_TEKS YANG DITAMPILKAN_:
_ _ _ _

JAKARTA--Umat Islam, sudah saatnya kini kembali membangkitkan tradisi ilmiahnya. Sebab sebenarnya, kata Direktur Center for Islamic Philosophical Studies and Information (CIPSI), Mulyadhi Kartanegara, umat Islam telah lama mengembangkan tradisi ilmiah dan sains.
Sains Islam, jelas Mulyadhi, telah jauh berkembang sebelum lahirnya sains modern. Namun, selama ini ilmuwan Muslim yang mengembangkan sains itu terabaikan. ''Jadi, sudah saatnya kita kembali membangkitkan tradisi ilmiah Islam yang sudah ada sejak abad pertengahan.''
Mulyadhi yang berbicara dalam seminar 40 Tahun Pembaharuan Islam, di Universitas Paramadina, Jakarta, Kamis (7/1), menyatakan, pada masa modern ini, sains modern dan Barat diajarkan di hampir seluruh belahan dunia, termasuk Indonesia.
Bahkan, di Indonesia, ungkap Mulyadhi, sains modern diajarkan di sekolah-sekolah maupun universitas hampir tanpa kritik. Padahal, kata dia, sains modern yang diagungkan itu memiliki sejumlah dampak negatif.

_ _ _ _

_Entri anotasi koordinat_:
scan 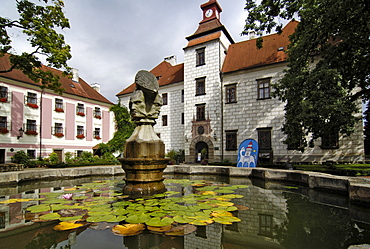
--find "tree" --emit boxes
[243,0,370,151]
[0,0,71,94]
[364,102,370,155]
[99,102,135,154]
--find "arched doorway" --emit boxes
[188,136,215,162]
[195,141,209,162]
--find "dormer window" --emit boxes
[94,107,101,119]
[0,86,8,102]
[26,92,39,109]
[195,48,206,67]
[76,104,85,117]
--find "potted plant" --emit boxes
[54,132,64,137]
[0,127,9,134]
[25,130,38,136]
[27,103,39,109]
[55,108,64,112]
[76,134,85,139]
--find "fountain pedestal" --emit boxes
[121,70,169,197]
[120,124,169,197]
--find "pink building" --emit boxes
[0,56,114,163]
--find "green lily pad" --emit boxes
[39,213,60,220]
[145,217,174,227]
[126,214,151,224]
[27,204,51,213]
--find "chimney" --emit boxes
[164,55,177,66]
[72,68,80,83]
[91,83,100,93]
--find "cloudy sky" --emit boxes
[0,0,251,103]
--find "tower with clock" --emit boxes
[200,0,222,23]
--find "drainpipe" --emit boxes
[39,90,44,159]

_ _ _ _

_TUGAS YANG DIBERIKAN_:
Jawablah pertanyaan berikut berdasarkan teks tentang tradisi ilmiah Islam.
(a) Siapa Direktur Center for Islamic Philosophical Studies and Information (CIPSI)?
(b) Di universitas mana seminar 40 Tahun Pembaharuan Islam diadakan?
(c) Menurut Mulyadhi, bagaimana sains modern diajarkan di sekolah-sekolah dan universitas di Indonesia?
Data ini merupakan bahan tersendiri yang terpisah dari teks.

_JAWABAN TUGAS INI_:
(a) Mulyadhi Kartanegara.
(b) Universitas Paramadina, Jakarta.
(c) Hampir tanpa kritik.